Data extracted from a collection
*-*-*
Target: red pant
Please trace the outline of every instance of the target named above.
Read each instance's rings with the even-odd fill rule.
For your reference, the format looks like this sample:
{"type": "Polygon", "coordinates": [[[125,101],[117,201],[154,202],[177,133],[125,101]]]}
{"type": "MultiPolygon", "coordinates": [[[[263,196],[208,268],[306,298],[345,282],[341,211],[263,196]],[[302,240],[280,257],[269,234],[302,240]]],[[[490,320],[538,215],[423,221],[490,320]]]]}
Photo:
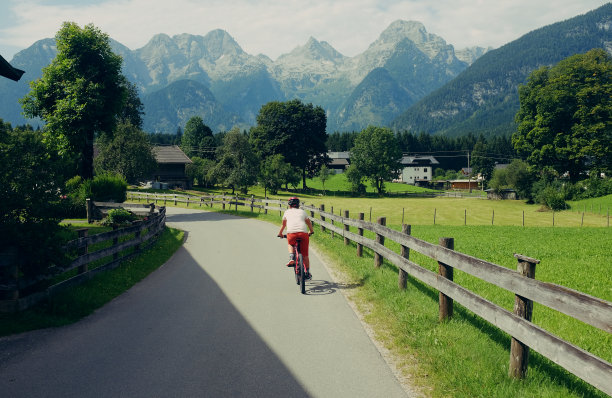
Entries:
{"type": "Polygon", "coordinates": [[[300,253],[302,253],[302,257],[308,256],[308,233],[307,232],[295,232],[292,234],[287,234],[287,242],[290,245],[295,245],[295,241],[300,238],[302,241],[300,242],[300,253]]]}

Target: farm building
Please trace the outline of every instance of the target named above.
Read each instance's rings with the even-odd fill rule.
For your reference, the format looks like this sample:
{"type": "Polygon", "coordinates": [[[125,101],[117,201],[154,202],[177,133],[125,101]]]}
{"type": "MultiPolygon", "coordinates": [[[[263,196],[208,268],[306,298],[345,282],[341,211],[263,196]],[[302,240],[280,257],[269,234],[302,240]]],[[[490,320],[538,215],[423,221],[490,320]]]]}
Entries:
{"type": "Polygon", "coordinates": [[[451,189],[478,189],[478,180],[451,180],[451,189]]]}
{"type": "Polygon", "coordinates": [[[177,145],[154,146],[153,155],[157,161],[157,170],[153,180],[168,184],[169,187],[190,187],[190,181],[185,174],[185,166],[193,163],[177,145]]]}
{"type": "Polygon", "coordinates": [[[433,168],[440,163],[433,156],[403,156],[400,181],[415,185],[417,181],[431,181],[433,168]]]}
{"type": "Polygon", "coordinates": [[[350,152],[327,152],[327,156],[331,159],[327,167],[336,174],[344,173],[349,167],[351,153],[350,152]]]}
{"type": "Polygon", "coordinates": [[[495,199],[495,200],[516,200],[517,194],[514,189],[502,189],[499,192],[493,189],[486,189],[487,199],[495,199]]]}

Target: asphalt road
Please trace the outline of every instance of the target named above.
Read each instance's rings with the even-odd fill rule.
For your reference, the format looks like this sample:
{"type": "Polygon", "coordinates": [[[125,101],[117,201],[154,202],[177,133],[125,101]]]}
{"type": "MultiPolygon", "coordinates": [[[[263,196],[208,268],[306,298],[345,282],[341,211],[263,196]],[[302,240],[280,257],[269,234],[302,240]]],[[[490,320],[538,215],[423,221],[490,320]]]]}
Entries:
{"type": "Polygon", "coordinates": [[[168,209],[185,245],[82,321],[0,338],[0,396],[405,397],[321,260],[302,295],[278,227],[168,209]]]}

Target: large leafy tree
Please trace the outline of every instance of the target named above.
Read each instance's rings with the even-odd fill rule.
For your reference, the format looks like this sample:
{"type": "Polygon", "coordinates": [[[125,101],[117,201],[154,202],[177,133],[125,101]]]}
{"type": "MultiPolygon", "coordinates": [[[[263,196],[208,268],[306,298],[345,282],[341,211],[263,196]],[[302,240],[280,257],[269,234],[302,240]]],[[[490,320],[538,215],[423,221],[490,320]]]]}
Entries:
{"type": "Polygon", "coordinates": [[[280,154],[301,170],[306,188],[306,177],[313,176],[327,160],[326,123],[325,111],[320,106],[304,104],[298,99],[273,101],[259,110],[250,139],[262,159],[280,154]]]}
{"type": "Polygon", "coordinates": [[[355,139],[351,149],[351,171],[370,180],[372,186],[382,194],[385,181],[399,175],[402,152],[393,132],[388,128],[369,126],[355,139]]]}
{"type": "Polygon", "coordinates": [[[238,128],[230,130],[217,152],[218,163],[213,176],[232,188],[247,193],[249,186],[257,181],[259,160],[253,152],[249,139],[238,128]]]}
{"type": "Polygon", "coordinates": [[[604,50],[534,71],[519,87],[518,130],[512,144],[540,170],[612,170],[612,57],[604,50]]]}
{"type": "Polygon", "coordinates": [[[181,138],[181,149],[189,157],[214,158],[215,138],[210,127],[199,116],[193,116],[185,124],[181,138]]]}
{"type": "Polygon", "coordinates": [[[487,151],[488,145],[484,137],[480,137],[474,145],[472,151],[472,169],[475,173],[482,174],[485,181],[489,181],[493,176],[493,170],[495,169],[495,160],[491,154],[487,151]]]}
{"type": "Polygon", "coordinates": [[[47,145],[71,157],[80,176],[91,178],[94,137],[112,135],[119,119],[134,117],[133,109],[124,112],[134,92],[121,74],[122,60],[111,51],[108,35],[94,25],[65,22],[55,40],[57,55],[42,78],[30,83],[24,111],[44,120],[47,145]]]}
{"type": "Polygon", "coordinates": [[[128,182],[138,182],[150,177],[157,167],[149,137],[130,123],[119,124],[112,137],[102,135],[97,147],[94,165],[98,174],[117,173],[128,182]]]}
{"type": "Polygon", "coordinates": [[[40,134],[0,119],[0,253],[14,251],[20,272],[45,273],[65,259],[59,231],[61,162],[40,134]]]}

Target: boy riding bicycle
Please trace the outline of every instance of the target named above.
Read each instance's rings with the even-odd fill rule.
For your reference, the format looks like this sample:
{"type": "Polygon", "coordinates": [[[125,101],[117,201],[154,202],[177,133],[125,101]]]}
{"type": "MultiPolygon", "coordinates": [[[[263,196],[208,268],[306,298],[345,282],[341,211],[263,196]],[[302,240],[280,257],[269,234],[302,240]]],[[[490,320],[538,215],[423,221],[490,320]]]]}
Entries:
{"type": "Polygon", "coordinates": [[[283,214],[283,224],[278,232],[279,237],[283,237],[283,231],[287,228],[287,243],[289,244],[289,262],[287,267],[293,267],[295,264],[295,256],[293,254],[293,245],[299,238],[301,240],[300,253],[304,259],[304,268],[306,271],[306,279],[311,279],[310,261],[308,259],[308,237],[314,234],[312,223],[306,212],[300,209],[300,200],[296,197],[289,199],[289,208],[283,214]]]}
*-*-*
=== WORK TO BE COMPLETED ===
Hand back all the entries exactly, leaving out the pictures.

=== TASK OUTPUT ===
Target: red pant
Please trace the outline of every instance of the target named above.
Read each instance's rings with the even-odd fill rule.
For your reference, the format looks like this sample:
{"type": "Polygon", "coordinates": [[[125,101],[117,201],[154,202],[177,133],[125,101]]]}
{"type": "MultiPolygon", "coordinates": [[[[263,196],[208,268],[306,298],[345,282],[341,211],[263,196]],[[302,240],[280,257],[269,234],[302,240]]],[[[490,320],[538,215],[423,221],[490,320]]]]}
Photo:
Entries:
{"type": "Polygon", "coordinates": [[[300,253],[302,253],[302,257],[308,256],[308,233],[307,232],[295,232],[292,234],[287,234],[287,242],[290,245],[295,245],[295,241],[300,238],[302,241],[300,242],[300,253]]]}

Target: farm building
Please trace the outline of every instance of the target named above.
Read each instance's rings with the even-odd fill rule.
For your reference, the format looks like this sample:
{"type": "Polygon", "coordinates": [[[125,101],[117,201],[154,202],[177,133],[125,101]]]}
{"type": "MultiPolygon", "coordinates": [[[[263,196],[208,268],[306,298],[345,282],[341,211],[263,196]],[[302,240],[280,257],[269,234],[302,240]]],[[[490,320],[538,215],[423,221],[490,320]]]]}
Entries:
{"type": "Polygon", "coordinates": [[[451,189],[478,189],[478,180],[451,180],[451,189]]]}
{"type": "Polygon", "coordinates": [[[177,145],[154,146],[153,155],[157,161],[157,170],[153,180],[168,184],[169,187],[190,187],[190,181],[185,174],[185,166],[193,163],[177,145]]]}
{"type": "Polygon", "coordinates": [[[433,168],[440,163],[433,156],[403,156],[400,181],[415,185],[417,181],[431,181],[433,168]]]}
{"type": "Polygon", "coordinates": [[[350,152],[327,152],[327,156],[331,159],[327,167],[336,174],[344,173],[349,167],[351,153],[350,152]]]}
{"type": "Polygon", "coordinates": [[[495,199],[495,200],[516,200],[517,194],[514,189],[502,189],[499,192],[493,189],[486,189],[487,199],[495,199]]]}

Target: asphalt road
Please trace the outline of every instance of the target named above.
Read each instance's rings with the even-odd fill rule.
For your reference, the format looks like this sample:
{"type": "Polygon", "coordinates": [[[125,101],[117,201],[154,202],[177,133],[125,101]]]}
{"type": "MultiPolygon", "coordinates": [[[[263,196],[208,268],[306,298],[345,282],[341,211],[263,196]],[[302,240],[280,257],[269,234],[302,240]]],[[[490,320],[538,215],[423,221],[490,320]]]]}
Entries:
{"type": "Polygon", "coordinates": [[[168,209],[185,245],[82,321],[0,338],[0,396],[405,397],[321,260],[302,295],[278,227],[168,209]]]}

Target: large leafy tree
Please trace the outline of every instance of the target named above.
Read each instance's rings with the even-odd fill rule.
For your reference, the format looks like this sample:
{"type": "Polygon", "coordinates": [[[125,101],[117,201],[154,202],[177,133],[125,101]]]}
{"type": "MultiPolygon", "coordinates": [[[[263,196],[208,268],[306,298],[345,282],[341,211],[263,196]],[[302,240],[280,257],[269,234],[302,240]]],[[[490,320],[538,215],[423,221],[490,320]]]]}
Entries:
{"type": "Polygon", "coordinates": [[[280,154],[301,170],[306,188],[306,177],[313,176],[327,160],[326,123],[325,111],[320,106],[304,104],[298,99],[273,101],[259,110],[250,139],[262,159],[280,154]]]}
{"type": "Polygon", "coordinates": [[[355,139],[351,149],[351,171],[370,180],[372,186],[382,194],[385,181],[399,175],[402,152],[393,132],[388,128],[369,126],[355,139]]]}
{"type": "Polygon", "coordinates": [[[238,128],[230,130],[217,152],[218,163],[213,176],[232,188],[247,193],[249,186],[257,181],[259,160],[253,152],[249,139],[238,128]]]}
{"type": "Polygon", "coordinates": [[[604,50],[534,71],[519,87],[518,130],[512,144],[540,170],[612,170],[612,57],[604,50]]]}
{"type": "Polygon", "coordinates": [[[181,138],[181,149],[189,157],[214,158],[215,138],[210,127],[199,116],[193,116],[185,124],[181,138]]]}
{"type": "Polygon", "coordinates": [[[487,151],[488,145],[484,137],[480,137],[474,145],[472,151],[472,169],[475,173],[482,174],[485,181],[489,181],[493,176],[493,170],[495,169],[495,160],[491,154],[487,151]]]}
{"type": "Polygon", "coordinates": [[[47,145],[71,157],[80,176],[91,178],[94,137],[112,135],[119,119],[134,117],[133,109],[124,112],[134,92],[121,74],[122,60],[111,51],[108,35],[94,25],[65,22],[55,40],[57,55],[42,78],[30,83],[24,111],[44,120],[47,145]]]}
{"type": "Polygon", "coordinates": [[[128,182],[138,182],[150,177],[157,167],[149,137],[130,123],[119,124],[112,137],[102,135],[97,147],[94,165],[98,174],[117,173],[128,182]]]}
{"type": "Polygon", "coordinates": [[[40,134],[0,119],[0,253],[14,251],[20,272],[45,273],[65,259],[59,231],[61,162],[40,134]]]}

Target: boy riding bicycle
Please trace the outline of every instance of the target named above.
Read each instance's rings with the even-odd fill rule.
For your reference, the format looks like this sample:
{"type": "Polygon", "coordinates": [[[125,101],[117,201],[154,202],[177,133],[125,101]]]}
{"type": "MultiPolygon", "coordinates": [[[[263,196],[208,268],[306,298],[345,282],[341,211],[263,196]],[[302,240],[280,257],[269,234],[302,240]]],[[[490,320],[538,215],[423,221],[490,320]]]]}
Entries:
{"type": "Polygon", "coordinates": [[[283,214],[283,224],[278,232],[279,237],[283,237],[283,231],[287,228],[287,243],[289,244],[289,262],[287,267],[293,267],[295,264],[295,256],[293,254],[293,245],[299,238],[301,240],[300,253],[304,259],[304,268],[306,271],[306,279],[311,279],[310,261],[308,259],[308,237],[314,234],[312,223],[306,212],[300,209],[300,200],[296,197],[289,199],[289,208],[283,214]]]}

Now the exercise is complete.